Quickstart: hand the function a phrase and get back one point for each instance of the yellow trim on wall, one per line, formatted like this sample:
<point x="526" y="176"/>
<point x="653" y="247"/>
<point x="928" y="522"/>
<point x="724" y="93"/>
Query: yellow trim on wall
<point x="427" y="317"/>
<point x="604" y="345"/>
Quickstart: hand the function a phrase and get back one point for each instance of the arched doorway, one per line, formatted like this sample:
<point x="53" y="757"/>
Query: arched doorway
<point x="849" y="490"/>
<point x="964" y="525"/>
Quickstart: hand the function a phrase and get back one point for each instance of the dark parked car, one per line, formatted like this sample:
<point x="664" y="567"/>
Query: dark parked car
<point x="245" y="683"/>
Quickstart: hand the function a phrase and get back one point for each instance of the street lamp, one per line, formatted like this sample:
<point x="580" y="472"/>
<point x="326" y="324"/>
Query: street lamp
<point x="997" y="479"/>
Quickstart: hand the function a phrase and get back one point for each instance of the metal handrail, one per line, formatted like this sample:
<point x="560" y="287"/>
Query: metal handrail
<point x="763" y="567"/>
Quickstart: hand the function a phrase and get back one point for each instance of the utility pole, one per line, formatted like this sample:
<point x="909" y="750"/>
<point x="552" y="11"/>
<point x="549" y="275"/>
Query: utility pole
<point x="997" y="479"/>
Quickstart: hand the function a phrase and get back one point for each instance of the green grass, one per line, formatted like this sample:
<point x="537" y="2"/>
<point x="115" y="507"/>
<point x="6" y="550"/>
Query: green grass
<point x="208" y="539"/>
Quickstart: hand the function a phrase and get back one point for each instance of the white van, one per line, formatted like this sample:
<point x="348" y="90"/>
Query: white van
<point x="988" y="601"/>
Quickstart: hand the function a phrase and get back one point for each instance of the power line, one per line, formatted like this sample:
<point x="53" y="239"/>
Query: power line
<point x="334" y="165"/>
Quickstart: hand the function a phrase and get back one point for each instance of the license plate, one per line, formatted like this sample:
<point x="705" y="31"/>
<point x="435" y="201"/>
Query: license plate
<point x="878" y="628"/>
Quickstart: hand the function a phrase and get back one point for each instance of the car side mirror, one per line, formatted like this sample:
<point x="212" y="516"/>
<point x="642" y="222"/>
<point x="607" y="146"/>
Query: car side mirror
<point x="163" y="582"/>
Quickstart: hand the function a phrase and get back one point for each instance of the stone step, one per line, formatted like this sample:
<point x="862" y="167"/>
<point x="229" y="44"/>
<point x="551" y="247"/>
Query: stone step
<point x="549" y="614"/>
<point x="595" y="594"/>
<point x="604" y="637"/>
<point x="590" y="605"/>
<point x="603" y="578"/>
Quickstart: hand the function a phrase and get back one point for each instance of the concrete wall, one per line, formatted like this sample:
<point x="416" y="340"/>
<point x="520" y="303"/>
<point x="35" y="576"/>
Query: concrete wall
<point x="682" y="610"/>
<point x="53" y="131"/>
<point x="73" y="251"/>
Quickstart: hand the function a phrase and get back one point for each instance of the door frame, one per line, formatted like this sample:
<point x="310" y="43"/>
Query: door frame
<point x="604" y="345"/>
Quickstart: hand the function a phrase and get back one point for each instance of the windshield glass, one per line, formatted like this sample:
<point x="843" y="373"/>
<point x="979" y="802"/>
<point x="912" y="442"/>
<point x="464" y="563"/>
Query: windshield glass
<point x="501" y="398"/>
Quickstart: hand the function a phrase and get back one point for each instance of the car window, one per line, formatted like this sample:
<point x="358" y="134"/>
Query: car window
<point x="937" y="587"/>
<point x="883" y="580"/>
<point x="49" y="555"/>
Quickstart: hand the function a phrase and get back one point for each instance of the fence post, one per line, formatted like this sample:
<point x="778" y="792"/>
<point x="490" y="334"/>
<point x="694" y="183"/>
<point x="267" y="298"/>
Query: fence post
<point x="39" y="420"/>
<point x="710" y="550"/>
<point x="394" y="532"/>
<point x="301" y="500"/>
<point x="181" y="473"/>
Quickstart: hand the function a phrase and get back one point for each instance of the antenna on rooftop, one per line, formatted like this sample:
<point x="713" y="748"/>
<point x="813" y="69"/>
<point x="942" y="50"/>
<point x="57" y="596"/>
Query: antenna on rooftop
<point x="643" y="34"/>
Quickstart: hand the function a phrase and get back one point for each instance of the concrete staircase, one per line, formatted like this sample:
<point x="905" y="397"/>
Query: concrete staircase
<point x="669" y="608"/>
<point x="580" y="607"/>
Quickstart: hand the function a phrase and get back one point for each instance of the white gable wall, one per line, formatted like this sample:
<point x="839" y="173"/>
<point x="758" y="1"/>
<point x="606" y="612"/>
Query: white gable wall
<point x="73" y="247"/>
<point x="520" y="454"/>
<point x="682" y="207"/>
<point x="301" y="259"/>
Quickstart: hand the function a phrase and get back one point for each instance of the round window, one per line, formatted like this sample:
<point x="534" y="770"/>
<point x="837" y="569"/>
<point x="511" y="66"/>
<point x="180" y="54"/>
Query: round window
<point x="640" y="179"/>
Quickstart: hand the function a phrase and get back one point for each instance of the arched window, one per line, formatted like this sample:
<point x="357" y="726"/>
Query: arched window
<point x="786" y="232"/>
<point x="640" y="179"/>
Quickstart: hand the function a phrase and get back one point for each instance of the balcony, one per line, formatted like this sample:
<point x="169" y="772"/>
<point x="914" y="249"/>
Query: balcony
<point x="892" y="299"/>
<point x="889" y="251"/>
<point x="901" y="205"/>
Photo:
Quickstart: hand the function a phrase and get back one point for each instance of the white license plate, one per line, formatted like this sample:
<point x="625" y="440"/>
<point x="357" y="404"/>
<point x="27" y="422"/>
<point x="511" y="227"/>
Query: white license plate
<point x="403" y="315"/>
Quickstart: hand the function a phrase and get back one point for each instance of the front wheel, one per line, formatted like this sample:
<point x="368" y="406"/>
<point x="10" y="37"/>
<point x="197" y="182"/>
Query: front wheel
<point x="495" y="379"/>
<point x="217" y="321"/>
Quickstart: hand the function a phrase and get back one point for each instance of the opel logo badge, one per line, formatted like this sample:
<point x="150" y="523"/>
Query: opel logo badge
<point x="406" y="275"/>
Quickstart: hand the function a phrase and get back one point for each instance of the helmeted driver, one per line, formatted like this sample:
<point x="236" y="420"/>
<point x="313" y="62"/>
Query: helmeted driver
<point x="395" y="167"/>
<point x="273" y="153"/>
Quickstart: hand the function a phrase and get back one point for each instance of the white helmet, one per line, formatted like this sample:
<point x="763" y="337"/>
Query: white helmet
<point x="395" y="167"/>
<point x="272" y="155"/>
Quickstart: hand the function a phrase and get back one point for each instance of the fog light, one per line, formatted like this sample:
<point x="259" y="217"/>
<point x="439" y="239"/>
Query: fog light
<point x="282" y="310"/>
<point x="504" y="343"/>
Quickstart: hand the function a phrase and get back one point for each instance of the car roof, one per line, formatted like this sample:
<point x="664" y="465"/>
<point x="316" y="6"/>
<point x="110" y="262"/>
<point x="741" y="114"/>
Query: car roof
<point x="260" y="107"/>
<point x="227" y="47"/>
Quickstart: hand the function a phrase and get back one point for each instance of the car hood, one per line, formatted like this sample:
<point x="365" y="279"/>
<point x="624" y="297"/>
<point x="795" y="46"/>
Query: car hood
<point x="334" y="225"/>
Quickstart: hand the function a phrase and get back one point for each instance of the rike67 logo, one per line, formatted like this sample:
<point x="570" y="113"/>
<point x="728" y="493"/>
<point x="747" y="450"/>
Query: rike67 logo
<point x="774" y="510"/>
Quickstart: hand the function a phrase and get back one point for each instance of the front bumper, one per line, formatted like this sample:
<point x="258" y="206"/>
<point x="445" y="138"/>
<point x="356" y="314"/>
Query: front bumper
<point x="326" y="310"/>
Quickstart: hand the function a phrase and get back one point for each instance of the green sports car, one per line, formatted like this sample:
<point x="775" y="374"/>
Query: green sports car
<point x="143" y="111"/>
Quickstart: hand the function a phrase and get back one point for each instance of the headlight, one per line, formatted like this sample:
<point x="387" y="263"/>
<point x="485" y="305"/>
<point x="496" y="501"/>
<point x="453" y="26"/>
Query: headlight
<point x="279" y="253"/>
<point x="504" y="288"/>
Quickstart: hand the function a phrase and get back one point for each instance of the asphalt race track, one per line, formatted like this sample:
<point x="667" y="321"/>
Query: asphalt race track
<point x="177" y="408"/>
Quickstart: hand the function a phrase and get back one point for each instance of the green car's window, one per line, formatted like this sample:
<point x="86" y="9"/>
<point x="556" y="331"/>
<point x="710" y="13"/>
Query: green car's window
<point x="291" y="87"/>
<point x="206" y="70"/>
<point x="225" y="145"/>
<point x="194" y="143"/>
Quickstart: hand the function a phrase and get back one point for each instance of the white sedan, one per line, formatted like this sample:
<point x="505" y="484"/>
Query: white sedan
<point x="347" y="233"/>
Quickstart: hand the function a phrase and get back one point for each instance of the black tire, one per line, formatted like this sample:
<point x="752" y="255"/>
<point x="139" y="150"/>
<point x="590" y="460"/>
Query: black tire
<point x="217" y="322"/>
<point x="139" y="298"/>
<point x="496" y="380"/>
■ ■ ■ ■ ■ ■ ■
→ **Instruction**
Set down, word for word, only the lines running from the line with "the headlight, one" to the last line of the listing above. Both of those lines belong in your answer.

→ **Written response**
Quickstart: hand the function a phrase and get back one point for each instance of the headlight, one per line, formatted like this sample:
<point x="387" y="263"/>
<point x="485" y="305"/>
<point x="496" y="501"/>
<point x="453" y="26"/>
Query: headlight
<point x="279" y="253"/>
<point x="504" y="288"/>
Quickstart: hand the function a phrase and get back one point for each instance of the asphalt race track, one per line, formatted like this sample:
<point x="667" y="321"/>
Query: asphalt race track
<point x="177" y="408"/>
Quickstart: hand the function a phrase and get back one point for each instance of the green car's window, one per line, formatted like this sample:
<point x="86" y="9"/>
<point x="556" y="331"/>
<point x="710" y="13"/>
Query: green car's window
<point x="291" y="87"/>
<point x="206" y="70"/>
<point x="225" y="145"/>
<point x="194" y="143"/>
Quickstart: hand the function a phrase and get back one point for each instance of the white sedan, one per line, formatted like this sample:
<point x="505" y="484"/>
Query: white sedan
<point x="347" y="233"/>
Quickstart: hand the function a phrase and get back one point for each instance of the black tire, one per line, formatted like this sample:
<point x="752" y="255"/>
<point x="139" y="150"/>
<point x="590" y="460"/>
Query: black tire
<point x="217" y="322"/>
<point x="139" y="298"/>
<point x="496" y="380"/>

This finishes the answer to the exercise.